▸ JOBS:
1. Check these statements against the Senate tribute to Lillian Dyck below. For each, answer yes or no and quote the words that decide it. (a) Senator Dyck represented Saskatchewan for over 15 years. (b) Senator Dyck was the first Canadian-born person of Chinese descent appointed to the Senate. (c) Notice of the inquiry was given on December 10, 2020.
2. Sum up the Senate tribute to Lillian Dyck below in two sentences.

▸ TEXT SHOWN:
----------------
The Honourable Lillian Eva Dyck

Inquiry--Debate

December 10, 2020


[20:32]

Rose pursuant to notice of December 1, 2020:

That she will call the attention of the Senate to the career of former senator the Honourable Lillian Eva Dyck.

She said: Honourable senators, I wish to initiate debate on this inquiry, and this will allow time for those senators who, due to time constraints, were unable to pay tribute to our former colleague the Honourable Senator Lillian Dyck in the time that had been allocated for tributes. Thank you.

Hon. Yvonne Boyer
[20:33]

Honourable senators, I would like to pay tribute to Senator Lillian Dyck, a person who laid the groundwork for a better future for Indigenous women.

When Senator Dyck was called to the Senate, she immediately recognized the need for diversity in the upper chamber and believed it was her duty to accept it. She wasn’t afraid to take on this role and become the change that she wanted to see. Senator Dyck was the first woman from a First Nation and the first Canadian-born person of Chinese descent to be appointed to the Senate. Now she’s also the first Indigenous woman to retire from the Senate. She has rightfully earned the title of “trailblazer.”

For over 15 years, Senator Dyck has represented the province of Saskatchewan — my home province — and has been an outspoken advocate for human rights, particularly the rights of Indigenous women and Chinese Canadians. She pushed against racist laws that discriminated against Chinese people and fought for stiffer penalties in domestic violence cases involving Indigenous women. She was also involved in the passing of Bill S-3, a bill that addressed the sex-based inequalities of the Indian Act and allowed Indigenous women to pass their status on to their children.
----------------
▸ DATA ENTRIES:
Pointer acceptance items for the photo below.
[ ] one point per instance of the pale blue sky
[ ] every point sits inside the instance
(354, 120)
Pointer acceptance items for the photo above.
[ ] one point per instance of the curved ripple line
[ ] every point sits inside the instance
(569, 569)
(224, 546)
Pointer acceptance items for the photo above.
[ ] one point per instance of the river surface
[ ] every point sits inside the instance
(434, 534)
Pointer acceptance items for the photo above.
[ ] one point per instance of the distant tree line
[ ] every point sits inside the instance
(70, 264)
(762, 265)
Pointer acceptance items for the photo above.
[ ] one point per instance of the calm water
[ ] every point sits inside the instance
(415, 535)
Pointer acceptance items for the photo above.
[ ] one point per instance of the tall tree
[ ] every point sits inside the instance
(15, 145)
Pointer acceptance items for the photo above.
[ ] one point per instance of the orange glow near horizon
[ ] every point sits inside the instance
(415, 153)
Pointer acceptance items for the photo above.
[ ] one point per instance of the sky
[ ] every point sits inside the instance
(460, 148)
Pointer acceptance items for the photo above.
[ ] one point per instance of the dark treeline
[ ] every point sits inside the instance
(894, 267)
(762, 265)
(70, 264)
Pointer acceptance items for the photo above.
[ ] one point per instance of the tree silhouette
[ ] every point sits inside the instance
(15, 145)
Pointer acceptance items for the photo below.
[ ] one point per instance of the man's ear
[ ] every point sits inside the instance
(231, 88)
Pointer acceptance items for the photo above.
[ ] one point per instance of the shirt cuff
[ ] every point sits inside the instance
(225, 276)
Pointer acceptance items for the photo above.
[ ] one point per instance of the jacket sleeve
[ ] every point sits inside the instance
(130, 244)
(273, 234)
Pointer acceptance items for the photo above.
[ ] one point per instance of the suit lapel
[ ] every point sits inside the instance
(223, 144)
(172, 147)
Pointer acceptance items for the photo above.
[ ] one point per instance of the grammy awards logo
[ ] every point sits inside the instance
----------------
▸ ANSWER SET:
1.
(a) Yes: "For over 15 years, Senator Dyck has represented the province of Saskatchewan"
(b) Yes: "the first Canadian-born person of Chinese descent to be appointed to the Senate"
(c) No: "Rose pursuant to notice of December 1, 2020"

2. On December 10, 2020, an inquiry was opened in the Senate to draw attention to the career of former senator Lillian Eva Dyck and to give time to senators who had been unable to pay tribute to her. Senator Yvonne Boyer called Dyck a trailblazer, the first woman from a First Nation and the first Canadian-born person of Chinese descent appointed to the Senate, who represented Saskatchewan for over 15 years, spoke out for the rights of Indigenous women and Chinese Canadians, and was involved in passing Bill S-3.